- [Requirement]
Under this task are some entries; return every one of them exactly.

··· Data provided ···

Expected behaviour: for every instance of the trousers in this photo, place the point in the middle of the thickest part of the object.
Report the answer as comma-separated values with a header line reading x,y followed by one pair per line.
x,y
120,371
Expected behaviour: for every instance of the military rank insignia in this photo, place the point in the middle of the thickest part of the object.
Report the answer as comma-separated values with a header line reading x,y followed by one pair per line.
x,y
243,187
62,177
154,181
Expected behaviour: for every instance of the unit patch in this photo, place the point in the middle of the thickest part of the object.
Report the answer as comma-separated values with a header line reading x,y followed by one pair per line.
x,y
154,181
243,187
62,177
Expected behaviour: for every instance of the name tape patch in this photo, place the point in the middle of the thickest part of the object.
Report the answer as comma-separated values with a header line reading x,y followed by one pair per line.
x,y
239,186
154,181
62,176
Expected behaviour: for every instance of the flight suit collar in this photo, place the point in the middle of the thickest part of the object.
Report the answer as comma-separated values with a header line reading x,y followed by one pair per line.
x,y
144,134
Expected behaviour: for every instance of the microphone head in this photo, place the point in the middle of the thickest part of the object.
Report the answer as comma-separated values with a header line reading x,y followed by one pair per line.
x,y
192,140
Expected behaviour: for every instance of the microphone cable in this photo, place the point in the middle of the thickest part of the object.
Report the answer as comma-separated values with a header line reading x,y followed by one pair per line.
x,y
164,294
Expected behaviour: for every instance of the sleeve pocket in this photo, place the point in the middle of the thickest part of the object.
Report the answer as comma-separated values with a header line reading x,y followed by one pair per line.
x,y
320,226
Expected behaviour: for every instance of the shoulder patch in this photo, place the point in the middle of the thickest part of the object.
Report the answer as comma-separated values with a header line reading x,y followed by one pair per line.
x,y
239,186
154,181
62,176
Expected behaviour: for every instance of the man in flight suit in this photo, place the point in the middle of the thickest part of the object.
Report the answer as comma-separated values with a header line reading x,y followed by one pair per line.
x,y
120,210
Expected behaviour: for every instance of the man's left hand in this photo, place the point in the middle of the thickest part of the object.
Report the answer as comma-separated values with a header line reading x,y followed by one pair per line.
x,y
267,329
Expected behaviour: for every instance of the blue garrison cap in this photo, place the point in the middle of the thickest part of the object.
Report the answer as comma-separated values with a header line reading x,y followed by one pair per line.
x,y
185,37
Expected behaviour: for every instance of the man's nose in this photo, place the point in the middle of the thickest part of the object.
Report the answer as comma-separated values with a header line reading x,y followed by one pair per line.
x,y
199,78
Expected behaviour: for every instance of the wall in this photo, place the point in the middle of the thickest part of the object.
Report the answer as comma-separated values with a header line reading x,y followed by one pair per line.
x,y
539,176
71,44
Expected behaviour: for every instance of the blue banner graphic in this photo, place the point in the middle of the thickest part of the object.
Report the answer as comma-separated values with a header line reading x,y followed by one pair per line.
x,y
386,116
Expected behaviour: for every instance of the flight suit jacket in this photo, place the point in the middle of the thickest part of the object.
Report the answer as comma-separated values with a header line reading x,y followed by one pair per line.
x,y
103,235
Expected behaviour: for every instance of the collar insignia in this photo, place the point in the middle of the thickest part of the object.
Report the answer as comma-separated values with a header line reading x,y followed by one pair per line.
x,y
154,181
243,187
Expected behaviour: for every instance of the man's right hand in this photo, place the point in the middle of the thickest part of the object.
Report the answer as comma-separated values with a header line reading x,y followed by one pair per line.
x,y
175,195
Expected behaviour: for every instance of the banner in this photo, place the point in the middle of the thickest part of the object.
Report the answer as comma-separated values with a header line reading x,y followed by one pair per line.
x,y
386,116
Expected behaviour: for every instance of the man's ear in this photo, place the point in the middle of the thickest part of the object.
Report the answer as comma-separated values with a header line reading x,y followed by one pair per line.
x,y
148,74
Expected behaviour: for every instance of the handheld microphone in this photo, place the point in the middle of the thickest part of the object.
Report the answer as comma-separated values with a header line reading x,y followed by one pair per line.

···

- [Exercise solution]
Expected behaviour: for every instance of the trousers in this photo, place the point in the middle of the thickest part of the object.
Report the answer as comma-separated values with a header line reading x,y followed by one pair per line.
x,y
120,371
Expected behaviour: for every instance of the military rank insignia in this photo, place the point in the middle of the thickest part of the object.
Report the answer as comma-separated values with a header line reading x,y followed by one pair per line.
x,y
243,187
62,177
154,181
Expected behaviour: for every instance of the unit patch in this photo, place the point in the middle of the thickest part of the object.
Report the answer as comma-separated values with a header line reading x,y followed by one pair per line.
x,y
154,181
243,187
62,177
Expected behaviour: for every instance of the name tape patch in this photo, place the point in the middle of the thickest part of the object.
Report the answer as comma-separated values with a header line reading x,y followed by one pair per line.
x,y
239,186
154,181
62,176
Expected behaviour: for every instance of the flight suit collar in this photo, place the point in the middle of the thickest part of the object.
Report the answer as comma-separated values with a header line reading x,y followed by one pair per line.
x,y
144,134
Expected behaviour: for every instance of the microphone head in this photo, place the point in the middle of the thickest part of the object.
Report the answer as comma-separated values with a header line reading x,y followed by one pair per line.
x,y
192,140
Expected behaviour: for every instance of the microphone cable in this photo, place the point in the middle of the thickest part of the object.
Report the answer as comma-separated values with a header line reading x,y followed by one pair per line.
x,y
164,294
Expected behaviour: for every instance of the sleeve pocket in this photo, place the point in the middle of the thickest part of the object.
Report the answer as comma-separated values with a header line reading x,y followed by one pair per line.
x,y
320,226
Expected behaviour: for every instance of the shoulder patch in this photo, place the point in the middle of the thickest part of the object.
Report the answer as comma-separated values with a header line reading x,y followed by one pair per line.
x,y
239,186
154,181
62,176
Expected behaviour: for every instance of the man in flight suit in this photo, place the point in the middle of the thickest part of the object.
Report the answer as comma-separated values with a header line reading x,y followed by one pair per line.
x,y
120,210
Expected behaviour: for every instance of the man's left hand in this photo, place the point in the middle of the thickest part of the object.
Report the answer as comma-separated values with a header line reading x,y followed by one pair per line.
x,y
267,329
Expected behaviour: for every instance of the blue garrison cap in this photo, place the point in the middle of the thickest part of the object.
Report the answer as comma-separated values with a header line reading x,y followed by one pair per line.
x,y
185,37
Expected behaviour: for every instance of the man's nose in this photo, place the point in the middle of the thickest part of the object.
Report the answer as comma-separated values with a header line reading x,y followed by one pair per line.
x,y
199,78
Expected behaviour: for every instance of the wall in this photo, place the point in the middle of the thickest part of the object.
Report the answer as comma-separated values with a header line reading x,y followed by one pair per line.
x,y
539,176
71,44
Expected behaviour: for every instance of the blue banner graphic in this photo, place the point in the middle of the thickest part of the object.
Report the answer as comma-separated values with a header line reading x,y followed by one pair per line.
x,y
386,116
Expected behaviour: for every instance of the flight suit jacket in this photo, place the point in the middle of the thickest part of the object.
Report the answer as comma-separated values with a header line reading x,y followed by one pair per line.
x,y
103,235
Expected behaviour: for every instance of the collar insignia in this photo, place the point in the middle of the thickest part of the object.
Report the answer as comma-separated values with a header line reading x,y followed by one pair per line.
x,y
154,181
243,187
Expected behaviour: for every instance of the man's right hand in this photo, place the point in the middle of the thickest part of the object.
Report the answer as comma-separated values with a header line reading x,y followed by one pair per line.
x,y
175,195
Expected behaviour: for every instance of the banner in this photo, place the point in the middle of the thickest part of the object.
Report the answer as comma-separated values with a header line reading x,y followed by one pair per line.
x,y
386,116
Expected behaviour: for every instance of the man's ear in this photo, place the point in the middle of the thickest part of the object.
Report the answer as comma-separated values with a header line reading x,y followed by one pair per line.
x,y
148,74
Expected behaviour: for every instance of the handheld microphone in this photo, place the point in the middle of the thickest part of the object.
Report the answer as comma-separated values with a header line reading x,y followed by one pair per line.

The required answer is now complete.